What the exercise asks
The result should be every line of the listing that holds the word "skyscraper".

Data supplied

-- Opening Marker --

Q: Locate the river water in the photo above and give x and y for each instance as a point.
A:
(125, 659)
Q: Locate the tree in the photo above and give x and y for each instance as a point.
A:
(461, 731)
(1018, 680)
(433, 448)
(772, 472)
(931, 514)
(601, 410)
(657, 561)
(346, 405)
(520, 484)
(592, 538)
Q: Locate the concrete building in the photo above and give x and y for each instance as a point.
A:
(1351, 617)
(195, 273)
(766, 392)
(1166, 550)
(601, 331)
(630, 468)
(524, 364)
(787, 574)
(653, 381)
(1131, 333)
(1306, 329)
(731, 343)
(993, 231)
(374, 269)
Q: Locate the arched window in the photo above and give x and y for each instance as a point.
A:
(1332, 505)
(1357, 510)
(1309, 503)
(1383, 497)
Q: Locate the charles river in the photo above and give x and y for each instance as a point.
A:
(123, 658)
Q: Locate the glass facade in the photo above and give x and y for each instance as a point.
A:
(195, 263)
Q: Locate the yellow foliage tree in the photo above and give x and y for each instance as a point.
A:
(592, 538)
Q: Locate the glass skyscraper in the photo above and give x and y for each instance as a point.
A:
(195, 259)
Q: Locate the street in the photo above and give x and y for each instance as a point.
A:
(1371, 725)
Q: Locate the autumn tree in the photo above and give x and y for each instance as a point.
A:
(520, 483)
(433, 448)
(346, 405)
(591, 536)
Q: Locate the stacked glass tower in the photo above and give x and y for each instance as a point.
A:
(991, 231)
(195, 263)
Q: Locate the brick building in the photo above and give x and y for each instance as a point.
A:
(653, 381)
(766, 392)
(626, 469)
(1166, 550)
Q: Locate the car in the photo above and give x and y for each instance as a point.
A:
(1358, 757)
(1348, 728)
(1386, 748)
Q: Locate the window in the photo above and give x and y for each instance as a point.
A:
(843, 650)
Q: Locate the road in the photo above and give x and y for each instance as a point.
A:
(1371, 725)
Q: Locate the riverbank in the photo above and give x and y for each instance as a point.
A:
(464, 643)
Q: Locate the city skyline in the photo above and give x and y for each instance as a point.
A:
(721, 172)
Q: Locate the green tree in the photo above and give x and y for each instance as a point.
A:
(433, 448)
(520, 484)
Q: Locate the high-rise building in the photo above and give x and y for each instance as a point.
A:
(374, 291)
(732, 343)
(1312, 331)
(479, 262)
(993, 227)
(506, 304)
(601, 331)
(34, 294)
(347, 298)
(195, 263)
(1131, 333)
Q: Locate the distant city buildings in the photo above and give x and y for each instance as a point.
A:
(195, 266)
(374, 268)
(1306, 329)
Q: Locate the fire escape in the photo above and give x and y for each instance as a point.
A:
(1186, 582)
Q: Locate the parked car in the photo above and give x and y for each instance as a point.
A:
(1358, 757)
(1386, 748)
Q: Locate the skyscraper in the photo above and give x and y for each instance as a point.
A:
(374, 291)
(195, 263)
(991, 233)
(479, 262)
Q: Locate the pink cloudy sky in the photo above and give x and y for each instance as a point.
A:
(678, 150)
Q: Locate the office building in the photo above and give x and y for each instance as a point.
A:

-- Closing Marker --

Answer to this exercise
Q: Locate the glass skyscraper in the photo above and give x and y for each instance as a point.
Q: Locate the skyscraper in the photo above and give x and y for each instance as a point.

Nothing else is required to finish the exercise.